**Problem:** Before you return the lines below, strip out any images and keep every word as written.
START Dataset records
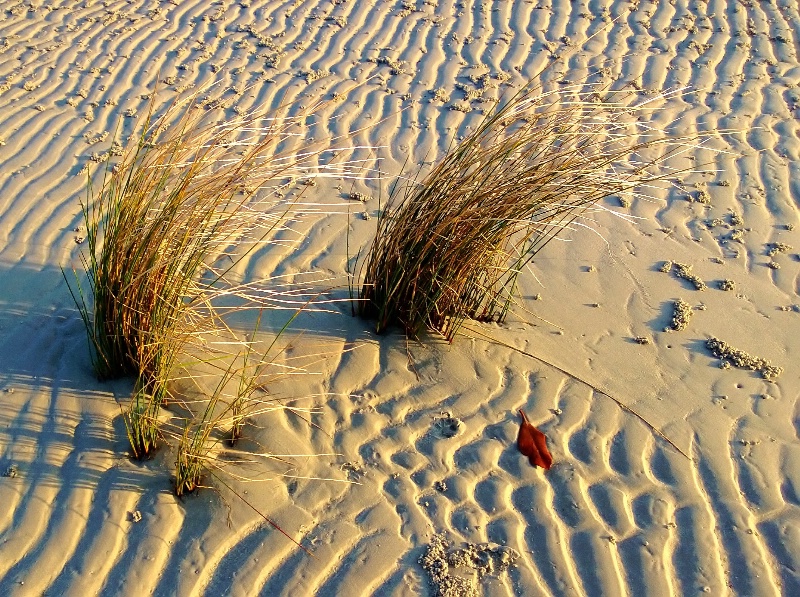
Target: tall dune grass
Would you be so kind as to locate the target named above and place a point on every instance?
(167, 225)
(451, 245)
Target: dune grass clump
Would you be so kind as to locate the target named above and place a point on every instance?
(451, 245)
(164, 230)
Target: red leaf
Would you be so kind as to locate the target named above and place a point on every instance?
(533, 444)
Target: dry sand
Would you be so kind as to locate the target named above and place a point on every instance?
(620, 512)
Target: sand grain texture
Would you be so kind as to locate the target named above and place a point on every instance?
(620, 512)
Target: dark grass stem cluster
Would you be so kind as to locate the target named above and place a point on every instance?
(164, 231)
(451, 245)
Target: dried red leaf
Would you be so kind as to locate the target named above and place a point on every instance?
(533, 444)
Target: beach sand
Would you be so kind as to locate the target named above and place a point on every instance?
(416, 441)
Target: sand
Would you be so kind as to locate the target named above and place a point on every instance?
(424, 458)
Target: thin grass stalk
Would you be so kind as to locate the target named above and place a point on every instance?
(451, 246)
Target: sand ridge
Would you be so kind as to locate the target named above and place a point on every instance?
(621, 512)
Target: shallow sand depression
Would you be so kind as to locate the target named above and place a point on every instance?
(417, 439)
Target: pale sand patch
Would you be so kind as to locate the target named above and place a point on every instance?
(620, 511)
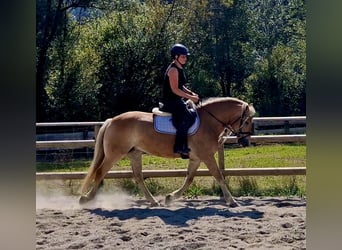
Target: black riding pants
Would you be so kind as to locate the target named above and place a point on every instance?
(182, 119)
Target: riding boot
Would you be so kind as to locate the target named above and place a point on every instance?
(181, 144)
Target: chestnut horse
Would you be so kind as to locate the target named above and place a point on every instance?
(132, 133)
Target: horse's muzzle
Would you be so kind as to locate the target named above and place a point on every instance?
(243, 141)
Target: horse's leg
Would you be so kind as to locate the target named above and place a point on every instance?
(215, 171)
(192, 167)
(136, 160)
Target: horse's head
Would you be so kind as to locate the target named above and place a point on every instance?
(243, 127)
(235, 115)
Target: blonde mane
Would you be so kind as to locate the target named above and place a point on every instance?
(219, 99)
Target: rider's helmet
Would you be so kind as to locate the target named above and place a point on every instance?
(179, 49)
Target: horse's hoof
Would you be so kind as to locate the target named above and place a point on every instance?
(83, 199)
(168, 199)
(234, 204)
(155, 204)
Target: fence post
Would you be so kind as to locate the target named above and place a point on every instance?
(96, 130)
(221, 157)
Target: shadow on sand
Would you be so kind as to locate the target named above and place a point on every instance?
(177, 216)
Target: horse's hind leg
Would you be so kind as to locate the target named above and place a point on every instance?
(215, 171)
(192, 167)
(136, 160)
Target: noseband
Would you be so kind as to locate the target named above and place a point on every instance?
(243, 119)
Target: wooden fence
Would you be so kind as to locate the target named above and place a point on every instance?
(289, 126)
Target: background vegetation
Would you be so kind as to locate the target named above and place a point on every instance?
(96, 59)
(275, 155)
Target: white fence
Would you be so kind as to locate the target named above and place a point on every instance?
(266, 130)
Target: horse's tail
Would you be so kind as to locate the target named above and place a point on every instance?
(98, 157)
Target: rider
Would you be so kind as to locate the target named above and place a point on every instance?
(174, 95)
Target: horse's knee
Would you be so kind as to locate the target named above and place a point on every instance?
END Dataset records
**Solution to this exercise:**
Target: tall dune grass
Would you be so kind as to locate the target named above and place a point on every instance?
(167, 225)
(451, 245)
Target: dune grass clump
Would you be so kind as to locate the target named above and place a point on every instance?
(451, 245)
(164, 230)
Target: red leaf
Would you be so kind as to locate the target named above and place a point on every instance?
(533, 444)
Target: dry sand
Would you be so kind as to locate the target named above and place a point on every instance?
(620, 512)
Target: sand grain texture
Would you be so kind as to locate the target named above and place a point on every instance?
(620, 512)
Target: dark grass stem cluster
Would you be so kind as to locate the target named above and place a point on every instance?
(164, 231)
(451, 245)
Target: dried red leaf
Would you be so kind as to locate the target named above and place a point on every instance?
(533, 444)
Target: beach sand
Would you be so kind as to locate the target named above and place a point on every instance?
(416, 441)
Target: sand
Would you be so kind as to locate the target named above and place a point on every instance?
(424, 458)
Target: thin grass stalk
Would you be so kind as to locate the target named above and place a point on every instance?
(451, 246)
Target: sand ridge
Would you be so kind as to locate the target named above and place a point on every instance?
(621, 512)
Target: shallow sand depression
Would you be so kind as to locate the target named above and place a point on every instance?
(417, 439)
Target: pale sand patch
Would you be so kind as to locate the target named above and place a point on every instance?
(620, 511)
Target: black riding pants
Would you be so kind as to locate the target named above and place a point on every instance?
(182, 119)
Target: riding boot
Would you be so kind as to locate the target named above and place a point on every instance?
(181, 144)
Target: chestnut horse
Would you be so kind as to locate the target named above and place a point on every instance?
(132, 133)
Target: horse's muzzle
Would you be so kind as to locate the target named above and place a point on every instance?
(243, 141)
Target: horse's leg
Would you be so kind as to locate the target named above and place a point on every instance?
(215, 171)
(192, 167)
(136, 160)
Target: horse's head
Would you be so kind as to locate the target named above and place a point on every instance?
(243, 127)
(235, 115)
Target: blonde mane
Would you be so kind as to locate the target named above and place a point on every instance?
(219, 99)
Target: rider's helmet
Would you be so kind as to locate the target named above and place a point on every instance?
(179, 49)
Target: horse's hoof
Would you be so kind as to locate the target named above and place a point on every instance?
(83, 199)
(168, 199)
(234, 204)
(155, 204)
Target: fence post
Would you be so kind as to locate the target named above and place a point on every instance?
(96, 130)
(221, 157)
Target: shadow on sand
Would you be so kind as to locate the target named above and place a point on every instance?
(177, 216)
Target: horse's hind leg
Would you be so kind as to locate the target named above and place a point on every instance?
(215, 171)
(192, 167)
(136, 160)
Target: noseband
Would you be so kind as to locate the target named above and place a point on every instance?
(243, 119)
Target: wooden fence
Would you be so kind as to locate the target named above and place a point on every instance?
(289, 126)
Target: background vegetation
Would you be so kind as to locate the target named above and place a point on every instance?
(96, 59)
(275, 155)
Target: white fence
Would you be so kind as to locate the target named above and place a point on every instance?
(266, 130)
Target: horse's tail
Would you be so kind as to locate the target named above and place a point on every instance?
(98, 157)
Target: rider
Would you be so kind as to locate the target named above and place a point on every instance?
(174, 95)
Target: horse's knee
Would you be so kind as to locate the target named above and place a point on every instance?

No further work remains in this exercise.